▶ _TASK STATEMENT_: Output exactly the lines that run from the line with "man in dark" to the end of the material, both ends included, and no other lines.

▶ _Point annotation records_:

******

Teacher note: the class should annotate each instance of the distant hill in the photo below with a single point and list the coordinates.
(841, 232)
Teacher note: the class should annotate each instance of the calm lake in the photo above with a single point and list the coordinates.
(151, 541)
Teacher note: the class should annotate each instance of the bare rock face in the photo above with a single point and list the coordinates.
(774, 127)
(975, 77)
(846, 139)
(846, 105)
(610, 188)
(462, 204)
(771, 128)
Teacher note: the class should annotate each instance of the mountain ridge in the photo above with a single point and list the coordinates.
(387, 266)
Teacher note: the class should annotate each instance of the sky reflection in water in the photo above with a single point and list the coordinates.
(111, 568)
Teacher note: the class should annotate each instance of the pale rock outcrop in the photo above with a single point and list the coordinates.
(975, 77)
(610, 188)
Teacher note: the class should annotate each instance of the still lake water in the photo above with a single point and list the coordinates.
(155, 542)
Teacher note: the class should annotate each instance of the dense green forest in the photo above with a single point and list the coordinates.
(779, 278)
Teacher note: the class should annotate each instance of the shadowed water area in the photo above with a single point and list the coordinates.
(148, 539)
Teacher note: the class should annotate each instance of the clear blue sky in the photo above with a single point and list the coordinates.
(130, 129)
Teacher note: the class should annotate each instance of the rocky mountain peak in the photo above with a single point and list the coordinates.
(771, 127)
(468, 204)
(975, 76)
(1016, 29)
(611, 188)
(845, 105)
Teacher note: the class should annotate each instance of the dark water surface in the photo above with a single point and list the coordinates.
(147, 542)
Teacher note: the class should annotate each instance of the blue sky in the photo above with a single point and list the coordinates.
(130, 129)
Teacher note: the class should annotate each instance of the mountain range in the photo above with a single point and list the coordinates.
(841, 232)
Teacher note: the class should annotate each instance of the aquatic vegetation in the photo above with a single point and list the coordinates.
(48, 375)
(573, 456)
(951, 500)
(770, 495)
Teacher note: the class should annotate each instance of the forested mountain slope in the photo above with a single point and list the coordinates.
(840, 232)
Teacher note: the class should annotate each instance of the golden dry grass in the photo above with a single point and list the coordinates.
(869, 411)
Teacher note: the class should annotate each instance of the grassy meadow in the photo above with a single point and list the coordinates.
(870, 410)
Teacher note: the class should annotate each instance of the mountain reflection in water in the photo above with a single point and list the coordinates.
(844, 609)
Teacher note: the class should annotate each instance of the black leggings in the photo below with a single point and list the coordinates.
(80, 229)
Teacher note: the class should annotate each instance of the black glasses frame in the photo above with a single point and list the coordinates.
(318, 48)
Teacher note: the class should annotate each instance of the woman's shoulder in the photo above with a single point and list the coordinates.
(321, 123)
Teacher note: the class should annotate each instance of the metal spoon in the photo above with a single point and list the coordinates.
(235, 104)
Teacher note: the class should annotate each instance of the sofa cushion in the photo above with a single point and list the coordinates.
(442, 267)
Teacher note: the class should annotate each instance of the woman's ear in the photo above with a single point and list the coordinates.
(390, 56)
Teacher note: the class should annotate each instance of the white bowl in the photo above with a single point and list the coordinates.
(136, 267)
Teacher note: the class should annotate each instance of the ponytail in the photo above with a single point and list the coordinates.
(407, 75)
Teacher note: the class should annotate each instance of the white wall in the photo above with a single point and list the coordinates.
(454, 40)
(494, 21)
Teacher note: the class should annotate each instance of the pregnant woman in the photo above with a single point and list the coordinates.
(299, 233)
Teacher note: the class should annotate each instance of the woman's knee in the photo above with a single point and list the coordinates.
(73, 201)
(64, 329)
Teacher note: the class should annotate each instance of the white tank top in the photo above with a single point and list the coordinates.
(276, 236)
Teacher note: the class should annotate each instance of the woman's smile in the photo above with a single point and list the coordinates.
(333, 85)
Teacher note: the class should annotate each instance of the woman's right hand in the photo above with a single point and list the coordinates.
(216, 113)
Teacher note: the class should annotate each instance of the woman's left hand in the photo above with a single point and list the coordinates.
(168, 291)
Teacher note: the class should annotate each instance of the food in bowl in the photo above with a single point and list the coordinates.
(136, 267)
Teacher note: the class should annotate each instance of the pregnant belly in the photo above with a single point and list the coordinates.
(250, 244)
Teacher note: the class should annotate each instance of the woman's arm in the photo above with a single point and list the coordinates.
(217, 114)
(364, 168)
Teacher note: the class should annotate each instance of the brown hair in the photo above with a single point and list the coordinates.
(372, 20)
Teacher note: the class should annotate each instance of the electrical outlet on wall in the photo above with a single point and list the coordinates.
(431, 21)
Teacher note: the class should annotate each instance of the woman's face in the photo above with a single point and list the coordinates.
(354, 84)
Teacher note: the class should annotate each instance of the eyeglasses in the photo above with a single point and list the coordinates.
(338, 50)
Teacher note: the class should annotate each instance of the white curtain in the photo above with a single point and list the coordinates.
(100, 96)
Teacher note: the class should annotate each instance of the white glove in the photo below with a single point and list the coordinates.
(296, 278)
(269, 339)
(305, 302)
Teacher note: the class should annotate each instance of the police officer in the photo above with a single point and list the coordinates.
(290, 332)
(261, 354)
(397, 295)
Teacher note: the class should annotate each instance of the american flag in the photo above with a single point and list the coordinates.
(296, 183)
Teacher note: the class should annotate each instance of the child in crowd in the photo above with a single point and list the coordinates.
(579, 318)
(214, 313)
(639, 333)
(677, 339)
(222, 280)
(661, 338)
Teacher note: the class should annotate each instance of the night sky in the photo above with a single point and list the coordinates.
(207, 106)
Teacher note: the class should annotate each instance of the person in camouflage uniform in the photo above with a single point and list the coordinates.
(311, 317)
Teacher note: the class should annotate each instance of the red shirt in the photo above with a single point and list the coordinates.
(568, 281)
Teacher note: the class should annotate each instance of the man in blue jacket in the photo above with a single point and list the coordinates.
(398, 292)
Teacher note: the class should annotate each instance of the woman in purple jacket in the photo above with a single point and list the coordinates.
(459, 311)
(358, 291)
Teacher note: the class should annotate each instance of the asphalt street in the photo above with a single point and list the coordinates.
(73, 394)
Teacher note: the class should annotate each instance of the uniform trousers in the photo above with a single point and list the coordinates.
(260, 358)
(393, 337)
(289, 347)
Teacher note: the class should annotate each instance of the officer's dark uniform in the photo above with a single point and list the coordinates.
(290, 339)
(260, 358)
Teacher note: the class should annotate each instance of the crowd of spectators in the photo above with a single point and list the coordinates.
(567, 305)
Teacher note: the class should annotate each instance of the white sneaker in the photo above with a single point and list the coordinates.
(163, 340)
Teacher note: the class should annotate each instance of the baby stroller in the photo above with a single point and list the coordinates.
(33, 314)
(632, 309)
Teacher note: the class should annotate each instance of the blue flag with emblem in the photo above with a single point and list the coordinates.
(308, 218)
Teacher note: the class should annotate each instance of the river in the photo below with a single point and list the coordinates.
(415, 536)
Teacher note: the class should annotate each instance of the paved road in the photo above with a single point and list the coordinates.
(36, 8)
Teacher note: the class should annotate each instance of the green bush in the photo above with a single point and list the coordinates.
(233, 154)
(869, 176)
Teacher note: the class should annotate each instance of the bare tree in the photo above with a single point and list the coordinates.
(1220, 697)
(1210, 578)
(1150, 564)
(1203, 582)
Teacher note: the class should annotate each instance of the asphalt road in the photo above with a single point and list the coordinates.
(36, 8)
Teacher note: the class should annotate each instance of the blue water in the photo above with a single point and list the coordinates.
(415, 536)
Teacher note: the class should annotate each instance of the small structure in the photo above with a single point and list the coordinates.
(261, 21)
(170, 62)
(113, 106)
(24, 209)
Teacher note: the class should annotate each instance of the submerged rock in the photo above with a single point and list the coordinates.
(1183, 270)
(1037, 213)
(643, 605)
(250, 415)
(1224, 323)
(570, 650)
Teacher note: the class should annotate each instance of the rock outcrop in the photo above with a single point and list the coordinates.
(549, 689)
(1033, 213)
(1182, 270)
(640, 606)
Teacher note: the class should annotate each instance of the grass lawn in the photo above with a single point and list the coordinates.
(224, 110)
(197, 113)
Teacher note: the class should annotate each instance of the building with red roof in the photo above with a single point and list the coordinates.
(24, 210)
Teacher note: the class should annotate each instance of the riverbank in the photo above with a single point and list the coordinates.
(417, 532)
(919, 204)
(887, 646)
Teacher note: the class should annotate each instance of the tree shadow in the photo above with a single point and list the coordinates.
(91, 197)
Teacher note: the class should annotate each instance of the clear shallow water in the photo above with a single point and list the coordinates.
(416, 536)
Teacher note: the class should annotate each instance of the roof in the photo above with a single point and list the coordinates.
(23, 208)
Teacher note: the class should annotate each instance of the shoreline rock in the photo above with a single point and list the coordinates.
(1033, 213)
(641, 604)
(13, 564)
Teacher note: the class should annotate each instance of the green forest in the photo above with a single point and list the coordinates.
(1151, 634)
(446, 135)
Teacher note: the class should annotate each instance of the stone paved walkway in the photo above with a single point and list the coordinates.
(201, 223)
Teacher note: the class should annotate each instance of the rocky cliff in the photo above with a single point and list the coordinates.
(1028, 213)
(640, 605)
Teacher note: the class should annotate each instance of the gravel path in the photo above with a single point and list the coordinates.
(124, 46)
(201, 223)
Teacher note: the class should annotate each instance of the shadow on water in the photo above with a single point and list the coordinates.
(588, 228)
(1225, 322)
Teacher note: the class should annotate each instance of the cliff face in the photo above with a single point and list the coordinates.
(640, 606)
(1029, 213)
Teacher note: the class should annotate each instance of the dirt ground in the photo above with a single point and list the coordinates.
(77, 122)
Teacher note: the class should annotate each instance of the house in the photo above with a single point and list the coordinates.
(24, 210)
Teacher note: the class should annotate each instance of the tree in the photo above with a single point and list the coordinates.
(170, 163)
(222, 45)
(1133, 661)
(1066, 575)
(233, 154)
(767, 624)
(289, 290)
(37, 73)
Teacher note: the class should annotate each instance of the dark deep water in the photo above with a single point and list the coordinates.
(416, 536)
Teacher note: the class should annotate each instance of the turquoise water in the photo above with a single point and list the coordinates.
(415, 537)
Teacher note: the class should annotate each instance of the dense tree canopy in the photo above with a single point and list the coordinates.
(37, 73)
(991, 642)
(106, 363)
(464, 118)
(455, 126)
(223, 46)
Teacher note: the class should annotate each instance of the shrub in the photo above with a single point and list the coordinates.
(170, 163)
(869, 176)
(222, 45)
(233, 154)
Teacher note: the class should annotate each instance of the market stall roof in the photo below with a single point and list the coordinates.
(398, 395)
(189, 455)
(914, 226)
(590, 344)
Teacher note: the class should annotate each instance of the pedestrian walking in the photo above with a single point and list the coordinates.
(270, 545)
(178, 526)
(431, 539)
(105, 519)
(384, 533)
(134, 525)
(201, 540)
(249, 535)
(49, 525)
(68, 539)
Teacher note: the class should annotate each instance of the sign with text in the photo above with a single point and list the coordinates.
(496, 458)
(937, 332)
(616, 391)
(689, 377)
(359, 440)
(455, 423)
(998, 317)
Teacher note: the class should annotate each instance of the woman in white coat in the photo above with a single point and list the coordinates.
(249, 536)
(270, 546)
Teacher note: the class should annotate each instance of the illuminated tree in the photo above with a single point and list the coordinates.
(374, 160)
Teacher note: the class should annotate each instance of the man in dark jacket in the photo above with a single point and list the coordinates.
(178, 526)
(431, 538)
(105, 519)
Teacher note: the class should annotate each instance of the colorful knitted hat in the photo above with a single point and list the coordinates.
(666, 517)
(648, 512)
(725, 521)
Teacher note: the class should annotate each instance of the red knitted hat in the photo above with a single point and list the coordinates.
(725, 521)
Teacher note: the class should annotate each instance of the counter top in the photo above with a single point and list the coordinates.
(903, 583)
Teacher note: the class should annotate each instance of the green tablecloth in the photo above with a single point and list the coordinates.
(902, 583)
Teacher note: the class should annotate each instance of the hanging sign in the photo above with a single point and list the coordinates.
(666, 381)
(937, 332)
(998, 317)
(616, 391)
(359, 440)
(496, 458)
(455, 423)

******

▶ _REPLY TO THE EXERCISE_:
Teacher note: the class should annotate each instance of the man in dark jacket in the photo above with a single point and list the coordinates.
(178, 526)
(431, 538)
(105, 519)
Teacher note: the class should annotate each instance of the colorful knitted hat in the photo above with a single point and list the coordinates.
(666, 517)
(648, 512)
(725, 521)
Teacher note: the class should annotate each instance of the red knitted hat in the photo above with a single point and list the coordinates.
(725, 521)
Teacher note: the class should annotate each instance of the counter top in the photo above with a single point and list the coordinates.
(903, 583)
Teacher note: the class should annotate each instance of the green tablecloth in the photo above with a single point and list the coordinates.
(902, 583)
Teacher note: the class should annotate each instance of the hanging sign in the photo above with a single point and list the coordinates.
(666, 381)
(937, 332)
(998, 317)
(616, 391)
(359, 440)
(496, 458)
(455, 423)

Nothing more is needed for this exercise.